TESTO DA LEGGERE
══════════

C’è un’emergenza che non fa rumore, non affolla i notiziari, ma cresce ogni giorno nel silenzio delle case, nelle aule scolastiche, nei luoghi di lavoro, nei corridoi degli ospedali. È l’emergenza della salute mentale. I dati diffusi a Parigi il 17 giugno 2025, nel corso di una conferenza internazionale promossa dall’Organizzazione Mondiale della Sanità e dal Ministero della Salute francese, parlano chiaro: una persona su sei in Europa convive con un disturbo mentale. E ciò che è più preoccupante è che un terzo di queste persone non riceve alcuna cura.

Questo dato da solo dovrebbe bastare a scuotere le coscienze. Chi vive una forma grave di disagio psicologico, come una psicosi, spesso rimane completamente fuori dal circuito dell’assistenza sanitaria: una persona su quattro non viene seguita in alcun modo. Il risultato è che ogni anno si registrano oltre 150.000 suicidi nella regione europea, più di 400 al giorno, con la tragica conseguenza che il suicidio rappresenta la principale causa di morte tra i giovani tra i 15 e i 29 anni.

La pandemia da COVID-19 ha ulteriormente aggravato questa situazione già critica. Secondo l’OMS, nel 2020 si è registrato un aumento del 25% di ansia e depressione a livello globale. Ma non si tratta solo di numeri: dietro ogni statistica ci sono volti, storie, famiglie, vite sospese. E ci sono segnali preoccupanti che indicano un disagio crescente in tutte le fasce d’età: il 15% degli adolescenti manifesta un uso problematico dei social media e una ragazza su quattro di 15 anni si sente sola per la maggior parte del tempo.

Anche tra gli anziani il malessere è profondo e spesso invisibile: uno su quattro, sopra i 60 anni, dichiara di sentirsi solo. Il disagio non risparmia nessuno, eppure continua a essere trascurato, sottovalutato, talvolta stigmatizzato.

Proprio per invertire questa tendenza, durante la conferenza di Parigi è stata firmata da 31 Paesi la Dichiarazione di Parigi, un impegno comune per rendere la salute mentale una priorità trasversale e concreta. Non più solo una questione sanitaria, ma una responsabilità condivisa tra scuola, lavoro, giustizia, urbanistica, cultura e digitale. Si tratta di un cambio di paradigma: affrontare la salute mentale non come emergenza marginale, ma come fondamento del benessere collettivo.

La dichiarazione propone alcune linee guida chiare:

 

Coinvolgere le persone con disturbi mentali nella progettazione dei servizi che li riguardano;

 

Creare ambienti urbani che favoriscano l’inclusione e il legame sociale;

 

Promuovere la prevenzione a partire dalla scuola, dal lavoro, dalle carceri;

 

Regolare e accompagnare l’uso delle tecnologie digitali, soprattutto tra i giovani.

 

La Francia, Paese ospitante della conferenza, ha dichiarato la salute mentale “Grande Causa Nazionale” per il 2025, sottolineando l’urgenza di un impegno concreto e collettivo.

 

Il direttore regionale dell’OMS Europa, Hans Henri P. Kluge, ha espresso con forza un concetto fondamentale: «Una regione forte e sana non si costruisce solo con i ministri della Salute, ma con tutti i settori della società, fianco a fianco, con cuore aperto e obiettivi condivisi».

Quello che emerge dalla conferenza di Parigi è un appello che non possiamo più ignorare: la salute mentale deve diventare un diritto pienamente riconosciuto, protetto e sostenuto da politiche pubbliche coraggiose e coordinate. L’alternativa è continuare a lasciare milioni di persone sole, invisibili, dimenticate e questo, per una società che si definisce civile, non è più tollerabile.

È il momento di ascoltare, intervenire e agire in quanto dietro ogni mente ferita c’è una vita che può tornare a fiorire, se solo la società decide davvero di prendersene cura.

══════════

MATERIALE ESTRATTO

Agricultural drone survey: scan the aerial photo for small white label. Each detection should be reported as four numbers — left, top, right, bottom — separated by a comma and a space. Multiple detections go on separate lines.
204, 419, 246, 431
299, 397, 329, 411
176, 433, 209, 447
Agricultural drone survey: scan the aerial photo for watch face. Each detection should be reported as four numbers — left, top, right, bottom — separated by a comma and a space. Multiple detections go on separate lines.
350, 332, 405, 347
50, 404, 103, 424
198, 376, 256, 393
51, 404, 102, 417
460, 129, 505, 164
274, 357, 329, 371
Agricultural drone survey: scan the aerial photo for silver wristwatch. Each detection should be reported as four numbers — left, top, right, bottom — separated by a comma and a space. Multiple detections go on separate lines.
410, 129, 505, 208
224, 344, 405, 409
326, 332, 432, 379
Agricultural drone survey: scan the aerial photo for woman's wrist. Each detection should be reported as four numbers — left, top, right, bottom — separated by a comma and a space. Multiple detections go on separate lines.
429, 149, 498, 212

══════════

IL TUO COMPITO
Restituisci senza modifiche il passo del testo sulla salute mentale compreso tra "Il direttore regionale" e "è più tollerabile.", estremi inclusi.

ESITO DEL COMPITO
Il direttore regionale dell’OMS Europa, Hans Henri P. Kluge, ha espresso con forza un concetto fondamentale: «Una regione forte e sana non si costruisce solo con i ministri della Salute, ma con tutti i settori della società, fianco a fianco, con cuore aperto e obiettivi condivisi».

Quello che emerge dalla conferenza di Parigi è un appello che non possiamo più ignorare: la salute mentale deve diventare un diritto pienamente riconosciuto, protetto e sostenuto da politiche pubbliche coraggiose e coordinate. L’alternativa è continuare a lasciare milioni di persone sole, invisibili, dimenticate e questo, per una società che si definisce civile, non è più tollerabile.